Description of the task → Of all the lines below, output only those starting at the one with "Need: pin one point for each instance of the man's" and ending at the one with "output [(374, 317)].", both ends included, exactly as written.

(Point-per-instance localization data)
========
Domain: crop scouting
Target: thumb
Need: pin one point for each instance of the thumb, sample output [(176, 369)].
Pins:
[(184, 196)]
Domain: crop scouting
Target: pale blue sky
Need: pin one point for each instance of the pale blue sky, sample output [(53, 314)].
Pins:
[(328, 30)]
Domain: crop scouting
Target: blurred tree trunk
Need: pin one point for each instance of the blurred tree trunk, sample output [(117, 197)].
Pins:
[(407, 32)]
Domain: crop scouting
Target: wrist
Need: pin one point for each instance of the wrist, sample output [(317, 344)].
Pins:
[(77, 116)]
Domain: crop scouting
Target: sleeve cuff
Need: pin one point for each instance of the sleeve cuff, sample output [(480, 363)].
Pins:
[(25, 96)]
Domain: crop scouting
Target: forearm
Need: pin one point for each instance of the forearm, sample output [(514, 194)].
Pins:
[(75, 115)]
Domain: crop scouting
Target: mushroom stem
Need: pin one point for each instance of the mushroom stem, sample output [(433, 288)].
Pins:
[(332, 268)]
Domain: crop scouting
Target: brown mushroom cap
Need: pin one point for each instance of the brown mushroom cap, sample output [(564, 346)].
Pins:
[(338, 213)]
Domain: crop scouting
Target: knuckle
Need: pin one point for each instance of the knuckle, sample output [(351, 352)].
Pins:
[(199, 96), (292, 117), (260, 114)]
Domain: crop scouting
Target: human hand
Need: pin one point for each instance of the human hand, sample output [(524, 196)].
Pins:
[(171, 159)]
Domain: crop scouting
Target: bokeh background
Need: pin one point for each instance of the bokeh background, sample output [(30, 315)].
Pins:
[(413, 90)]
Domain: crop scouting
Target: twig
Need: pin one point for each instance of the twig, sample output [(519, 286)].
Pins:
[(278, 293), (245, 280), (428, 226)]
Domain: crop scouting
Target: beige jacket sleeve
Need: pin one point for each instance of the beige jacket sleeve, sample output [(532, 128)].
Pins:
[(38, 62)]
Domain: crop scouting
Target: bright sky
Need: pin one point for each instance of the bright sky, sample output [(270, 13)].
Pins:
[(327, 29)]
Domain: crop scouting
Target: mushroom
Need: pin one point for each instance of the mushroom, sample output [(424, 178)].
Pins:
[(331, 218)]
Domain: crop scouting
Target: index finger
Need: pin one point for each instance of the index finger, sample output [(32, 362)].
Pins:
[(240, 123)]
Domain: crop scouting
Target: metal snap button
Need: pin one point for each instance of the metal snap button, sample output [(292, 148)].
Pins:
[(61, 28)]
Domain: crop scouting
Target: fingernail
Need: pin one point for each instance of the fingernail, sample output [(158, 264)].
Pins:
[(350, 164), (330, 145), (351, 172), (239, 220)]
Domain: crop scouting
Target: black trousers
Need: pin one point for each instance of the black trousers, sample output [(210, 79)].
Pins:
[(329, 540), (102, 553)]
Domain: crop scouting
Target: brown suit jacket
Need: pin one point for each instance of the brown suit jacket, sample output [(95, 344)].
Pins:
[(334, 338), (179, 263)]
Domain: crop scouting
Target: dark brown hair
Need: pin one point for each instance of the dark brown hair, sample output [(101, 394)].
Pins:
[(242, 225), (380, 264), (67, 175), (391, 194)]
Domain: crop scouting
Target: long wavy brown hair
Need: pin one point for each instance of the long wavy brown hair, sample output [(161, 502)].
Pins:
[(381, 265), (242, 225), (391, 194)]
========
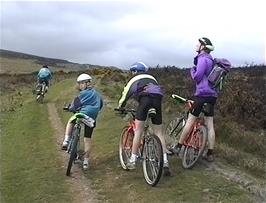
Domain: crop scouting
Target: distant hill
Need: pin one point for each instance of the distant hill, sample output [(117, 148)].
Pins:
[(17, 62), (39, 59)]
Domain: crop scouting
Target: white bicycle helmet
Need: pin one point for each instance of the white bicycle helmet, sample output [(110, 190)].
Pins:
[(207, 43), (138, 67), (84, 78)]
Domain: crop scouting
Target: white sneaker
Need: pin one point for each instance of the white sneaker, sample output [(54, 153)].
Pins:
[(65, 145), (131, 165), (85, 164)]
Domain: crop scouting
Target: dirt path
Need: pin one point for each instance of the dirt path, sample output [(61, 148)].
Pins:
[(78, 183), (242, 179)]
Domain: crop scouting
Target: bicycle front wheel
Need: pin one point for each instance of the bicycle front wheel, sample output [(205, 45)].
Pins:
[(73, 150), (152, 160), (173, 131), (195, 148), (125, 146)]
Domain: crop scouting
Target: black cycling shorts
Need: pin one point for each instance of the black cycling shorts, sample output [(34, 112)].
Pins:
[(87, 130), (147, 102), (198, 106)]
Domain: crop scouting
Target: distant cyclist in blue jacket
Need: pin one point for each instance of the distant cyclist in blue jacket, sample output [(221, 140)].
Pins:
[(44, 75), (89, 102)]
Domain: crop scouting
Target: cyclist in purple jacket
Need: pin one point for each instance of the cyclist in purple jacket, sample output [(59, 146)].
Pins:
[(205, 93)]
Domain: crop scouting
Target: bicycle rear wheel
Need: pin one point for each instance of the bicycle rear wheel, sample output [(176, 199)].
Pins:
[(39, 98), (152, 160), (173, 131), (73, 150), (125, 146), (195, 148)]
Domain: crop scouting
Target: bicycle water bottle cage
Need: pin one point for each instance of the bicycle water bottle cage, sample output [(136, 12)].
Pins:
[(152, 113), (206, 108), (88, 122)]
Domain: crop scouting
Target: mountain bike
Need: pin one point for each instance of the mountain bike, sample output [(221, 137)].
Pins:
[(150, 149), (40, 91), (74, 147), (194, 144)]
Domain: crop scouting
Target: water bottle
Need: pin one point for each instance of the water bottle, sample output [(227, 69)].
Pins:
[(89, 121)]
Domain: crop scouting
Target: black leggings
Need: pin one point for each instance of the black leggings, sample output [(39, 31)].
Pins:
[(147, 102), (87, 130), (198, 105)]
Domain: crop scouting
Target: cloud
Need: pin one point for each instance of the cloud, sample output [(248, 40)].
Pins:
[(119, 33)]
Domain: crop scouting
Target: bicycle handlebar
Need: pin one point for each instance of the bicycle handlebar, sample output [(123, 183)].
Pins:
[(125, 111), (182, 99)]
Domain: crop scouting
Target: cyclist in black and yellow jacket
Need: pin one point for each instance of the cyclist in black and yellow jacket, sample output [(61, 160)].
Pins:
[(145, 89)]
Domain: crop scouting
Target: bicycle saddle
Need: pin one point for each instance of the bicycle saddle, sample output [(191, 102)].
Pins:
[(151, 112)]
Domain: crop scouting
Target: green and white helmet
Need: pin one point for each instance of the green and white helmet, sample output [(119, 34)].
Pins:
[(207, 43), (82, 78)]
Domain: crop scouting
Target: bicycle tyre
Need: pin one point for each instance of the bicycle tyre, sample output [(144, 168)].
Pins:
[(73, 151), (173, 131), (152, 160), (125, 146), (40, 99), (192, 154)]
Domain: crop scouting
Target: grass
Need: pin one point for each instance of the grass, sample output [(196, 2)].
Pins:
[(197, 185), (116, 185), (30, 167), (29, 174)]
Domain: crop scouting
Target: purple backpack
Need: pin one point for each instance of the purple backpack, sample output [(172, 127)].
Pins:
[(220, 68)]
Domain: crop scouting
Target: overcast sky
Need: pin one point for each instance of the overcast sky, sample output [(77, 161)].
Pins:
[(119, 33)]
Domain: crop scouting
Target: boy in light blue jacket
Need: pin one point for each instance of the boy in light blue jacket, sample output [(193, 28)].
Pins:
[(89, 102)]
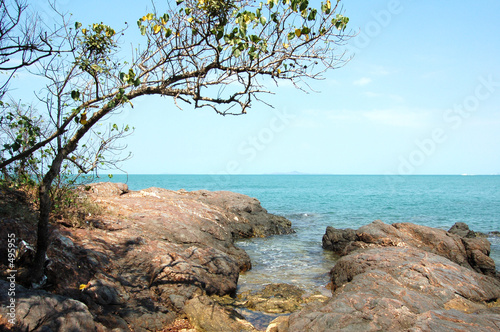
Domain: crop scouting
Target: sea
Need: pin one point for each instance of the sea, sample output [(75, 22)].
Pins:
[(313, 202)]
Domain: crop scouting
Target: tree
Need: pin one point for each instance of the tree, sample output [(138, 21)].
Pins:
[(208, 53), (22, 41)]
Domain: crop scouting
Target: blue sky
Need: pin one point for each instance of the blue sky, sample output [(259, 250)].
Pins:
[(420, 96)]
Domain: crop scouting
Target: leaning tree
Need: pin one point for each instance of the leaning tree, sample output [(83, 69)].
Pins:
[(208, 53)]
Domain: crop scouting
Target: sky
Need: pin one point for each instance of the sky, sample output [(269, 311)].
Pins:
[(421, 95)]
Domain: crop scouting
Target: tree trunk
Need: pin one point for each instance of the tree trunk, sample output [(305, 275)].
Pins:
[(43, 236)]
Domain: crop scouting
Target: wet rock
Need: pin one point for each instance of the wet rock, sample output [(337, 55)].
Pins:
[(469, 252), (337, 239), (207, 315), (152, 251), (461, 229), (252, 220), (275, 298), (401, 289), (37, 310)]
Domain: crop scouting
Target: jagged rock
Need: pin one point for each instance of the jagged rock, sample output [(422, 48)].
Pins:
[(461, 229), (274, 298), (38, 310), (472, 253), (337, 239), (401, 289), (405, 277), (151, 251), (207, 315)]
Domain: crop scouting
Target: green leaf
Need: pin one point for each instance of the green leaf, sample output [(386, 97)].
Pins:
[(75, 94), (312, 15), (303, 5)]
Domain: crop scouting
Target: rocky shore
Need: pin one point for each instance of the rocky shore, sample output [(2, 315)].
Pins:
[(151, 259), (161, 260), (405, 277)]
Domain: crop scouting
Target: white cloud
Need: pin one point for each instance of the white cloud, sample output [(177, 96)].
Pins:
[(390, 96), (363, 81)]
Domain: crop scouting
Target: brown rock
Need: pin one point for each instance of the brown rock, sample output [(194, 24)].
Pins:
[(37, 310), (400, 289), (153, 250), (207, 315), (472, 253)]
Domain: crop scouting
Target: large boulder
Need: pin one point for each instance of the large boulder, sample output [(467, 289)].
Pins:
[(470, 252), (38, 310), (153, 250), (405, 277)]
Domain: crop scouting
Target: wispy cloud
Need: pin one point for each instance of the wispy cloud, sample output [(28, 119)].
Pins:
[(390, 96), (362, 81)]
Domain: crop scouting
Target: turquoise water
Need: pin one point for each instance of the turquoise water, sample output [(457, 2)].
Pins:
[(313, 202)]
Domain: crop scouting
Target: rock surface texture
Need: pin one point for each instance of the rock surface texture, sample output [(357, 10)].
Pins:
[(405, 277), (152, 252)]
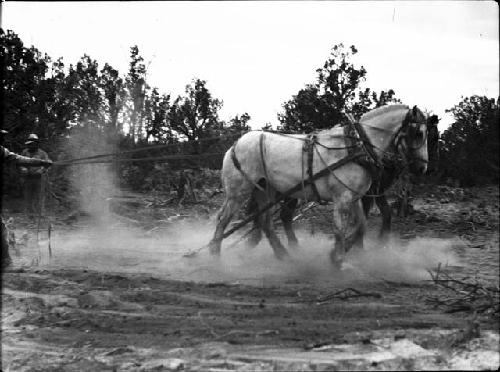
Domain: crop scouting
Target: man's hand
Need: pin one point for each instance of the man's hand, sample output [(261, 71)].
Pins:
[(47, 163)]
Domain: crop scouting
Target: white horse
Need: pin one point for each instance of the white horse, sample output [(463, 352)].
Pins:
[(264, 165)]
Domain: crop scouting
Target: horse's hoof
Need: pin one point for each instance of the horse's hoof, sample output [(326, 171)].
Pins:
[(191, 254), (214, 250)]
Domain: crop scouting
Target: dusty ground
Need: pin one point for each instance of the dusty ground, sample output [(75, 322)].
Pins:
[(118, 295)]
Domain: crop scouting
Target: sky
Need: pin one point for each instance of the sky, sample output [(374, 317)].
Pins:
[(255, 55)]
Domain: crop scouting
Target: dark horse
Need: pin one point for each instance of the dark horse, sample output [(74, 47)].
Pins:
========
Solution to the problem →
Need: pin one point for each instance of the man's hand, sample output [(261, 71)].
Pins:
[(47, 163)]
Domain: crop scouting
Target: white horse
Need: pin one point for each instance of the white horse, sample output [(463, 352)].
Pins:
[(264, 165)]
Domain: crop scouting
Target: horse's hoof
Need: pin one point for each instance of the horse's hoof, sample output [(326, 171)].
Pins:
[(191, 254), (214, 250)]
Domain: crop scouting
Target: dusty ground
Need: pin one point for each instance of the dusty ground, sample output [(75, 322)].
Pins:
[(118, 295)]
Domain: crop scouting
Target: sky
Need: pin one point for each instance of the sky, sample output [(374, 317)].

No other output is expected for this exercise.